Exercise: With images removed, transcribe each record exactly as it appears.

(Point-per-instance localization data)
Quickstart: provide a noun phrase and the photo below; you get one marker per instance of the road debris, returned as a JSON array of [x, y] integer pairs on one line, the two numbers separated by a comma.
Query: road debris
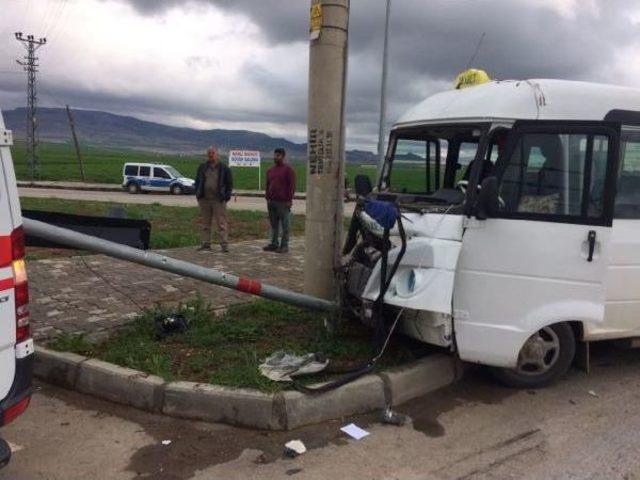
[[354, 431], [294, 448], [281, 366], [393, 418]]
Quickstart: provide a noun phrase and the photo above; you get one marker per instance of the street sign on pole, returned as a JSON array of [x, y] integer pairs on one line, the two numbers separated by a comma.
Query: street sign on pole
[[246, 158]]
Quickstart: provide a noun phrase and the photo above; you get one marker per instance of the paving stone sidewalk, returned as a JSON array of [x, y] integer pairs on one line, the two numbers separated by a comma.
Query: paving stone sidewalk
[[66, 296]]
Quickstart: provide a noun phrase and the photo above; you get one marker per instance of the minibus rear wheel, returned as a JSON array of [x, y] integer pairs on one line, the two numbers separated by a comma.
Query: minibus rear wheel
[[545, 357]]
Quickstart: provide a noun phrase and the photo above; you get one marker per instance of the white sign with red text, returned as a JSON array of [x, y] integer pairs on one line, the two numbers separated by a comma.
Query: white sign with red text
[[244, 158]]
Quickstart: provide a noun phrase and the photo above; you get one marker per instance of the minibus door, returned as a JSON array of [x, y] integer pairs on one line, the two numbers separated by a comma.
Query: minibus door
[[542, 259]]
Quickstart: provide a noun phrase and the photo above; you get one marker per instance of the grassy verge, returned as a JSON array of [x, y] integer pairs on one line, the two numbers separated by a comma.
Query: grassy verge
[[171, 227], [227, 350]]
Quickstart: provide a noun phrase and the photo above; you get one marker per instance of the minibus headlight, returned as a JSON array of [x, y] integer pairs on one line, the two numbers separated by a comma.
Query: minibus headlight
[[407, 283]]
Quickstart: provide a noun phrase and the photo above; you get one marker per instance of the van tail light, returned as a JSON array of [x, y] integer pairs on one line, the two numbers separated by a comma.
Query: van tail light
[[21, 285], [16, 410], [18, 251]]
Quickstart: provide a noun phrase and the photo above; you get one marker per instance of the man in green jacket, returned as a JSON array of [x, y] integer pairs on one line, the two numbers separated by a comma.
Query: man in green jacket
[[213, 186]]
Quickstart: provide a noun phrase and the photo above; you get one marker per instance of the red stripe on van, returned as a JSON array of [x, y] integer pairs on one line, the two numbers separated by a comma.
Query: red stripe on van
[[6, 252], [6, 284]]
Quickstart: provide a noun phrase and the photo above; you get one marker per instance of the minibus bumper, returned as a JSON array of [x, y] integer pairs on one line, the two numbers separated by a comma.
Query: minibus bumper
[[17, 400]]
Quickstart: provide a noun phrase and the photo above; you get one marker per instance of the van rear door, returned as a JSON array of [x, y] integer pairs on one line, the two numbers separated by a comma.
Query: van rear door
[[10, 219]]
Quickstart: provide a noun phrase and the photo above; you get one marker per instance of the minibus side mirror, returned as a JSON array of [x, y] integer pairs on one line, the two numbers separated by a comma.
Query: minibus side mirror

Task output:
Quickstart: provide a noun phrase and the photo below; you get one marker per instance of the road debris, returned as a JSON array of [x, y] integer pairs on one line, the two numbers separated by a comma.
Query: road debris
[[354, 431], [294, 448], [281, 366], [393, 418]]
Quickstart: provide a noun phrase and the photo above; you get one marker per instance of the street sign on pole, returned as a JSON array of [x, y] integer pairs on one line, the two numbers separated by a comma.
Query: street sign on pole
[[246, 158]]
Quickstart: provide a noun phrase and the photo above; you get one marker per instance of the paving stone sidewalk, returned as a JSON array of [x, y] integer pairs on one line, the two numbers separated by a comma.
Query: paving stone sidewalk
[[66, 296]]
Quickstart: provide a noun phrase and the photo above; you get one marker per instance of the minibus rear wheel, returned as a JSON array of [x, y] integer pairs on one line, the two numbers separated by a comma.
Query: minibus rear wheel
[[545, 357]]
Quickstart: provide a noun phrase and the photo above; you get one marker per instance of the white sign with red text, returned as a JSON array of [x, y] integer pairs on one line, the two numbers separated by a comma.
Query: white sign with red text
[[244, 158]]
Quickstart: provide a noun phrase and the photo above; you get one marker per instance of the minibus door, returned as a JSON array of [x, y] integer pairs on one line, the two numbers separated by a comma.
Query: minibus door
[[542, 259]]
Quickstart: provide a noun phrase and the photo above; you get one marker per instance of the grassy verge, returned as a JSON array of [x, y] integer pairs on one line, the two numbers separated by a comma.
Query: grassy verge
[[171, 227], [227, 350]]
Quickstart: provide a noun phrase and the photo above; you get one marker per instance of the minibus headlight, returned as a JSON array of [x, y] integer pairs on one line, the two numbers separated by a comma.
Query: minibus headlight
[[407, 283]]
Quickstart: provide a noun phrase and the photo above; you get one marker per instance of the van tail light, returned as a JSON array of [x, y] integer pairs on one line, the two numbers separated by a comma.
Query: van tail light
[[21, 285], [16, 410], [18, 251]]
Quickstart: provide a noun phrase and the photo above; you get one marker per instance of the man in green jacket, returned as a JSON array of [x, y] integer pairs on one line, the two numbers separated by a comma.
Query: man in green jacket
[[213, 186]]
Quickstart: provide a noun phrase and the photo above; you get one marker per instance of the red stripe on van, returned as a JSON array of [x, y] integer pairs on one line, the two numbers separated by a comma.
Query: red stripe on van
[[6, 252], [6, 284]]
Quickstart: provide a noun phrase and the photo above; you get one marker per instance of the minibus bumper, returned as a JSON array of [x, y] integer pairs on one line, the two numbers separated by a comma.
Query: minibus bumper
[[17, 400]]
Quickstart: provide a noun phrase and the photo above; you get one marker per instance of the van rear door, returned as a JSON array of [x, y] integer pairs on one line, the two numbers separated by a comma.
Query: van rear door
[[10, 219]]
Quickstart: provide a noun phrase and the photo above; you get one marker per instance of the minibus side mirror, returned as a JSON array of [x, y] integer pairs on one line, the two numbers separated by a comma.
Query: minibus side mirror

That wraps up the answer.